─── GIVEN DATA

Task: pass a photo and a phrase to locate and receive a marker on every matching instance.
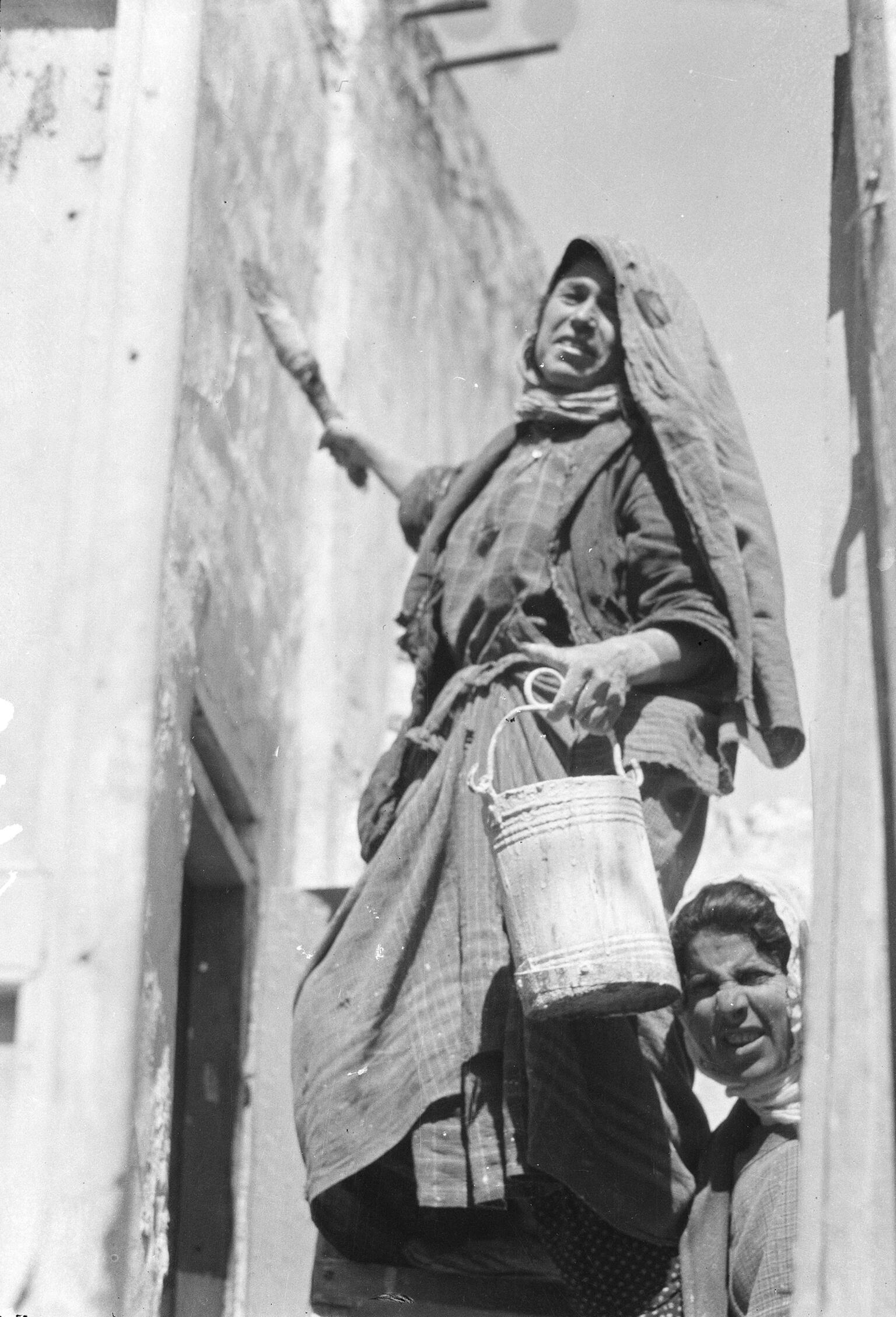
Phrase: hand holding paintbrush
(349, 450)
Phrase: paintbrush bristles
(294, 351)
(282, 328)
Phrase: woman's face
(578, 343)
(736, 1005)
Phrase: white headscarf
(775, 1099)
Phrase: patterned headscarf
(541, 402)
(775, 1099)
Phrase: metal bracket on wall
(493, 57)
(436, 11)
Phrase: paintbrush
(294, 351)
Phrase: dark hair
(733, 906)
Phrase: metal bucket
(582, 901)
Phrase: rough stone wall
(438, 277)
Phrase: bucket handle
(632, 772)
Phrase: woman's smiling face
(736, 1005)
(578, 343)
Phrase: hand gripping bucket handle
(485, 785)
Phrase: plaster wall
(53, 100)
(323, 150)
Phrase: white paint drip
(11, 830)
(318, 675)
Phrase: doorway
(218, 920)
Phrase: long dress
(419, 1087)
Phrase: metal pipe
(493, 57)
(433, 11)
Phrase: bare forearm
(597, 677)
(356, 452)
(668, 656)
(396, 473)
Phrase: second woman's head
(578, 344)
(733, 954)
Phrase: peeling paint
(37, 120)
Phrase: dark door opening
(216, 933)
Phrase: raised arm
(354, 451)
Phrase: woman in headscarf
(617, 531)
(741, 947)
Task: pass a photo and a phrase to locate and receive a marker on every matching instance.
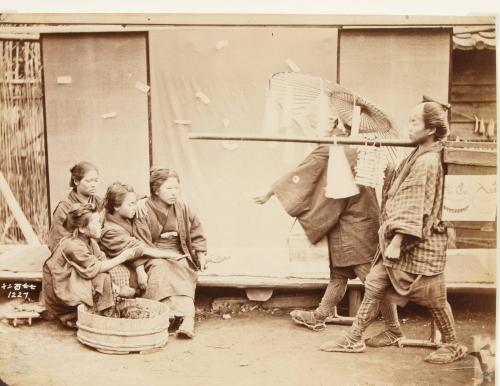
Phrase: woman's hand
(393, 250)
(142, 277)
(167, 235)
(128, 254)
(141, 211)
(262, 197)
(202, 258)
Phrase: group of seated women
(104, 250)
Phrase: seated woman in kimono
(78, 272)
(83, 182)
(120, 205)
(172, 226)
(412, 240)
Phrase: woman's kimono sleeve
(196, 233)
(86, 264)
(407, 210)
(115, 241)
(57, 230)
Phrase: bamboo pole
(300, 139)
(331, 140)
(21, 219)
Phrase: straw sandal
(69, 321)
(447, 353)
(344, 344)
(384, 339)
(186, 329)
(307, 319)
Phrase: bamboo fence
(22, 147)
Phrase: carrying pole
(300, 139)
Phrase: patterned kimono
(57, 230)
(117, 236)
(171, 277)
(412, 205)
(71, 277)
(350, 224)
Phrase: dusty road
(254, 348)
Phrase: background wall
(395, 68)
(104, 70)
(217, 181)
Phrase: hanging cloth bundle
(323, 111)
(370, 166)
(339, 179)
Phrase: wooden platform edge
(244, 282)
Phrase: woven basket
(123, 336)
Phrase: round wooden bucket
(120, 335)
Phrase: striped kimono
(412, 206)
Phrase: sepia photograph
(247, 199)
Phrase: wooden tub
(121, 335)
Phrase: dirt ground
(252, 348)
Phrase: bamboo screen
(22, 148)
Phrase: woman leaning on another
(78, 272)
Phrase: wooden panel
(468, 157)
(464, 131)
(474, 67)
(242, 19)
(394, 69)
(484, 111)
(104, 70)
(469, 170)
(473, 93)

──────

→ **EXERCISE INSTRUCTIONS**
Your task is to reproduce every record exactly while omitting the pictures.

→ **FINAL ANSWER**
Task: pass a photo and a phrase to locate and receive a marker on every matching instance.
Phrase: hand holding paintbrush
(349, 450)
Phrase: paintbrush bristles
(294, 351)
(282, 328)
Phrase: woman's face
(578, 343)
(736, 1005)
Phrase: white headscarf
(775, 1099)
Phrase: patterned headscarf
(541, 402)
(775, 1099)
Phrase: metal bracket on wall
(493, 57)
(436, 11)
Phrase: paintbrush
(294, 351)
Phrase: dark hair
(733, 906)
Phrase: metal bucket
(582, 901)
Phrase: rough stone wall
(438, 277)
Phrase: bucket handle
(632, 772)
Phrase: woman's smiling face
(736, 1005)
(578, 343)
Phrase: hand gripping bucket handle
(485, 785)
Phrase: plaster wall
(53, 100)
(323, 150)
Phrase: white paint drip
(11, 830)
(318, 675)
Phrase: doorway
(218, 920)
Phrase: long dress
(419, 1087)
Phrase: metal pipe
(493, 57)
(433, 11)
Phrase: bare forearm
(597, 677)
(356, 452)
(668, 656)
(396, 473)
Phrase: second woman's head
(578, 344)
(733, 954)
Phrase: peeling paint
(37, 120)
Phrase: dark door opening
(216, 933)
Phrase: raised arm
(354, 451)
Phrase: woman in headscarf
(617, 531)
(741, 947)
Task: pass a photo and a phrase to locate and receive a marker on every matching instance.
Phrase: woman's hand
(393, 250)
(142, 277)
(167, 235)
(128, 254)
(141, 211)
(262, 197)
(202, 258)
Phrase: group of seated women
(104, 250)
Phrase: seated woman in kimono
(78, 272)
(83, 182)
(120, 205)
(172, 226)
(412, 240)
Phrase: woman's kimono sleeve
(196, 233)
(86, 264)
(407, 210)
(115, 241)
(57, 230)
Phrase: bamboo pole
(300, 139)
(331, 140)
(21, 219)
Phrase: straw sandal
(69, 321)
(447, 353)
(344, 344)
(384, 339)
(186, 329)
(307, 319)
Phrase: bamboo fence
(22, 147)
Phrase: carrying pole
(300, 139)
Phrase: patterned kimono
(57, 230)
(117, 236)
(171, 277)
(412, 205)
(71, 277)
(350, 224)
Phrase: dusty road
(254, 348)
Phrase: background wall
(395, 68)
(104, 70)
(217, 181)
Phrase: hanging cloth bundle
(323, 111)
(370, 166)
(339, 179)
Phrase: wooden platform edge
(244, 282)
Phrase: woven basket
(123, 336)
Phrase: round wooden bucket
(120, 335)
Phrase: striped kimono
(412, 206)
Phrase: sepia photograph
(247, 199)
Phrase: wooden tub
(121, 335)
Phrase: dirt ground
(252, 348)
Phrase: bamboo screen
(22, 148)
Phrase: woman leaning on another
(78, 272)
Phrase: wooden panel
(468, 157)
(464, 131)
(474, 67)
(242, 19)
(394, 69)
(484, 111)
(104, 70)
(469, 170)
(473, 93)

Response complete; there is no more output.